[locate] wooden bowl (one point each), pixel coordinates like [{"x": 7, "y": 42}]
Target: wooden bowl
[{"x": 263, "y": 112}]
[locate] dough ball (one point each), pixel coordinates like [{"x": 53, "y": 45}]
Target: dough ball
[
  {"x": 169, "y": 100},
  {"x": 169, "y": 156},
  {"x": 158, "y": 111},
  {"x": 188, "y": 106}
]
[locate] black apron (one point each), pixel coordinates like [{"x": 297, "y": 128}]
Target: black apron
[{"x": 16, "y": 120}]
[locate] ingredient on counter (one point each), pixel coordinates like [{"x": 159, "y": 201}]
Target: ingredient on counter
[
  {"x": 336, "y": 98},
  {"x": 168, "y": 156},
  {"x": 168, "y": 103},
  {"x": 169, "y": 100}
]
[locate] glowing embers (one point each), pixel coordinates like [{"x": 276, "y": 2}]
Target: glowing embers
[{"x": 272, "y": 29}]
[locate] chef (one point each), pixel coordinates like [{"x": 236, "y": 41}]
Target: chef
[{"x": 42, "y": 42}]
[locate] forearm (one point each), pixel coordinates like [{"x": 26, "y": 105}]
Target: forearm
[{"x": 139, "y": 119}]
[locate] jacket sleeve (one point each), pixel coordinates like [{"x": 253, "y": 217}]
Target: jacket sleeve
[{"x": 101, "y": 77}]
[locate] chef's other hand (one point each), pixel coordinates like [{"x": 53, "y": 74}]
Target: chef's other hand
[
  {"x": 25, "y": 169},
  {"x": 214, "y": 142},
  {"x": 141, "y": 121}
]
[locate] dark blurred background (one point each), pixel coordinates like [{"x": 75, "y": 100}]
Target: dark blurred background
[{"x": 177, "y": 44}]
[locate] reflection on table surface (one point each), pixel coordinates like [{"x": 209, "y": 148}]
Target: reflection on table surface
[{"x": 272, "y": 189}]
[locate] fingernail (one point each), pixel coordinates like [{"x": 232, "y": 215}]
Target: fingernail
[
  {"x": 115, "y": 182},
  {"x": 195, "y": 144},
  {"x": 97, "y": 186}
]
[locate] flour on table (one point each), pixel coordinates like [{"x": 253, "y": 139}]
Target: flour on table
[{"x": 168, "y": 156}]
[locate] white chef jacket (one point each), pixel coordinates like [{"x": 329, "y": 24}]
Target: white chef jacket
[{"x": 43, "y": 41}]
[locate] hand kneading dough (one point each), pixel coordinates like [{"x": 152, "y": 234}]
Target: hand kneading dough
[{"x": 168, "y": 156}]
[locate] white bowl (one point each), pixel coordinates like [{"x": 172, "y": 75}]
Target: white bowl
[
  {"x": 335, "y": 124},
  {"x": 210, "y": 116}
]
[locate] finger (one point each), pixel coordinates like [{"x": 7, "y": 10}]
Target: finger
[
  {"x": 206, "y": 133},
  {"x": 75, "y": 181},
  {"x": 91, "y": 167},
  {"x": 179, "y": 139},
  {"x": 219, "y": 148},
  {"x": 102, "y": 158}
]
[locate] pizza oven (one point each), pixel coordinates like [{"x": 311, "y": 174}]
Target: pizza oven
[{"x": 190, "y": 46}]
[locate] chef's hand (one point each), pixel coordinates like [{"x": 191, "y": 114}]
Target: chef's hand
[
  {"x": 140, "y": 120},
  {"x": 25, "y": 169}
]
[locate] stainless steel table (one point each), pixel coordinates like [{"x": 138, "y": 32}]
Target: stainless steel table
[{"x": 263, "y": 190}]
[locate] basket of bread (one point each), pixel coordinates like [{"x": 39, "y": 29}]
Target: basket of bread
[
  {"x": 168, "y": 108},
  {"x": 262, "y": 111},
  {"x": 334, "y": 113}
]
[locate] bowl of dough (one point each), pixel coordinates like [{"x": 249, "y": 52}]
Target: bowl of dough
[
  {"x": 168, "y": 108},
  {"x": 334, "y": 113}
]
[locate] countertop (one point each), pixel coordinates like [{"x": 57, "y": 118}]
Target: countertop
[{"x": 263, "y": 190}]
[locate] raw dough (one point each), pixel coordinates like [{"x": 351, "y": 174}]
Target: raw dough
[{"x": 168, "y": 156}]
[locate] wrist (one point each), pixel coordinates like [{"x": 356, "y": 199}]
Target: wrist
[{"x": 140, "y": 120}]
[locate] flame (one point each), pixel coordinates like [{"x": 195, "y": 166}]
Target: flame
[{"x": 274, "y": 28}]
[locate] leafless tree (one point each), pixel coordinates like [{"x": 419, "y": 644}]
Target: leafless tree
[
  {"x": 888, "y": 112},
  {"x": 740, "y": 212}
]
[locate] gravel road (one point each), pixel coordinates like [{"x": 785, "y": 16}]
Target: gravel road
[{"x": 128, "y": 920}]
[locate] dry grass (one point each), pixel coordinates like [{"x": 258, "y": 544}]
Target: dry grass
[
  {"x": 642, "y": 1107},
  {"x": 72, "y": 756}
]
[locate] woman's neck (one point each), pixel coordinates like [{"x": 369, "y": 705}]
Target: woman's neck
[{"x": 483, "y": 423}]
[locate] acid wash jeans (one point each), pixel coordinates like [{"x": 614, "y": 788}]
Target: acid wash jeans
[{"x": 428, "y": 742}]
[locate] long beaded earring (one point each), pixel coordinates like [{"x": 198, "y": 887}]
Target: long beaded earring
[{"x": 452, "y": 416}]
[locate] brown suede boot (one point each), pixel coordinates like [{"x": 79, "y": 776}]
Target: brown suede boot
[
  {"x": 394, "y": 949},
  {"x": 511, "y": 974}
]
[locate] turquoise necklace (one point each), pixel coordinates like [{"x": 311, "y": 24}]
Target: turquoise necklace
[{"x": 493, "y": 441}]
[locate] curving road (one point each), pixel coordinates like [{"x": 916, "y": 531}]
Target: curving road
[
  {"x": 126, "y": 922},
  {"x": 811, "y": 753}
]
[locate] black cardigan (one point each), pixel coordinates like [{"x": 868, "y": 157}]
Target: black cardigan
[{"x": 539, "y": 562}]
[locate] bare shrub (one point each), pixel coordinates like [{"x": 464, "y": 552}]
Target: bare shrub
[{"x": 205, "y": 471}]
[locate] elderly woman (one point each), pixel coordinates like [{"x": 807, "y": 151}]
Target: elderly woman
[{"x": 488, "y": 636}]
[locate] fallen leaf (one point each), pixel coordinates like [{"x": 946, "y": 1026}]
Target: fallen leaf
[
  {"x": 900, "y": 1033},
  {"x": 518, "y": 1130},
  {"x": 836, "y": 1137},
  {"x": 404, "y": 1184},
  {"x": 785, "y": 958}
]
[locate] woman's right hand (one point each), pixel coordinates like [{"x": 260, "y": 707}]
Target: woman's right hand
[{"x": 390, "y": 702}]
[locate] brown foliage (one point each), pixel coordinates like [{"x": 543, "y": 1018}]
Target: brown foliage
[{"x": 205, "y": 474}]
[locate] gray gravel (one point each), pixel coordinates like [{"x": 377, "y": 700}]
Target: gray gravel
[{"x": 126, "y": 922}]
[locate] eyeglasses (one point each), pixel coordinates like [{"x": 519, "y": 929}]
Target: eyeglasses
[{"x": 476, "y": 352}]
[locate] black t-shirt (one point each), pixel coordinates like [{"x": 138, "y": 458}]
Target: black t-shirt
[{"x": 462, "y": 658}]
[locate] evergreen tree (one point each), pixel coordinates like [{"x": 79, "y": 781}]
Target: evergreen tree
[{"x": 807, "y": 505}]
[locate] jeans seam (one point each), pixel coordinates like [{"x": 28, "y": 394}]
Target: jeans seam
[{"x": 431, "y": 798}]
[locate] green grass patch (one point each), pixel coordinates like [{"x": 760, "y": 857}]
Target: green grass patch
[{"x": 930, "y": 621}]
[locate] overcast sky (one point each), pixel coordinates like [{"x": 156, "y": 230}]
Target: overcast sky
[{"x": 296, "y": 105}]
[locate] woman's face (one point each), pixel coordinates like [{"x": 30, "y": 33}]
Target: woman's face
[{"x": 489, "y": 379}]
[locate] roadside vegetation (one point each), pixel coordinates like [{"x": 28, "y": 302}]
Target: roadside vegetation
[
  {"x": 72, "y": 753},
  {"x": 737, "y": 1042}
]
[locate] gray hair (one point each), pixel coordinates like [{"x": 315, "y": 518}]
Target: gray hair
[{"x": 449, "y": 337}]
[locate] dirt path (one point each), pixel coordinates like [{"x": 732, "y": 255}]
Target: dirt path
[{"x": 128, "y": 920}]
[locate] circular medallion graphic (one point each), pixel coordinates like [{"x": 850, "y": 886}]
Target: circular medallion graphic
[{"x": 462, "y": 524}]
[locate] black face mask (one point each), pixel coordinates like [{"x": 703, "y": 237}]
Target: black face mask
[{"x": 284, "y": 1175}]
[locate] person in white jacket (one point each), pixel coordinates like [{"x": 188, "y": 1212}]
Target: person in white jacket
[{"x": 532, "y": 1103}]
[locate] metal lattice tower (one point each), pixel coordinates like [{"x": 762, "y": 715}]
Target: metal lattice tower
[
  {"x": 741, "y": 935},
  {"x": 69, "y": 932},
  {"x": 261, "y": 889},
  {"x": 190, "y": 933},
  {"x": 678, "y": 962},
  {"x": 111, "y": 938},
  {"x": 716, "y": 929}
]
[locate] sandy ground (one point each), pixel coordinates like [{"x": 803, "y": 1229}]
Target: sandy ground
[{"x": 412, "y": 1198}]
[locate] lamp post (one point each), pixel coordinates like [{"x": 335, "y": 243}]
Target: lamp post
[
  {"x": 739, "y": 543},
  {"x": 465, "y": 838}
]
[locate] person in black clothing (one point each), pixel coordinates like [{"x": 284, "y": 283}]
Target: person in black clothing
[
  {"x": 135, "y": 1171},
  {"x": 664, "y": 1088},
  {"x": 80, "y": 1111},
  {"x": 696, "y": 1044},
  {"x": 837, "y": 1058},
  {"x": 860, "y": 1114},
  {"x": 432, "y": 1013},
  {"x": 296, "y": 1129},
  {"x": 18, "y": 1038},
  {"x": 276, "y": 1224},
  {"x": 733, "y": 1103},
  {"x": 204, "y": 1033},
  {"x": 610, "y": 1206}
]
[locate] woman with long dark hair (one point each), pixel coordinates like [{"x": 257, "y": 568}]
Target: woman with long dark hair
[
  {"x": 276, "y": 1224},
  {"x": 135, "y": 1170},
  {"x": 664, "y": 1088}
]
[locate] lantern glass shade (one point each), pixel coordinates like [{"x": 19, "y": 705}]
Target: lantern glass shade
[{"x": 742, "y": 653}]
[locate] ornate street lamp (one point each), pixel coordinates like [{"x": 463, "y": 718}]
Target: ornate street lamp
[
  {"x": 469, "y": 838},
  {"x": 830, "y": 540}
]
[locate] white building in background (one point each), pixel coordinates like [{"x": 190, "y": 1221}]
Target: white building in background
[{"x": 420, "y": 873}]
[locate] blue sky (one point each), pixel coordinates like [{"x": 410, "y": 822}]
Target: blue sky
|---|
SET TASK. Write out the lines of the records exactly, starting with the line that contains "[locate] woman with" and going on through the last line of the records.

EXPECTED ANSWER.
[locate] woman with long dark hair (one point each), pixel coordinates like [{"x": 257, "y": 568}]
Target: woman with long dark hair
[
  {"x": 276, "y": 1224},
  {"x": 135, "y": 1170},
  {"x": 664, "y": 1088}
]
[locate] lantern glass shade (one point each), pixel coordinates like [{"x": 19, "y": 705}]
Target: lantern glass shade
[{"x": 742, "y": 653}]
[locate] ornate street lamp (one point each), pixel coordinates like [{"x": 463, "y": 718}]
Target: ornate street lamp
[
  {"x": 469, "y": 838},
  {"x": 830, "y": 540}
]
[locate] white building in background (one point each), pixel coordinates like [{"x": 190, "y": 1221}]
Target: white building in background
[{"x": 420, "y": 873}]
[locate] blue sky (one point each), pixel coordinates like [{"x": 410, "y": 822}]
Target: blue sky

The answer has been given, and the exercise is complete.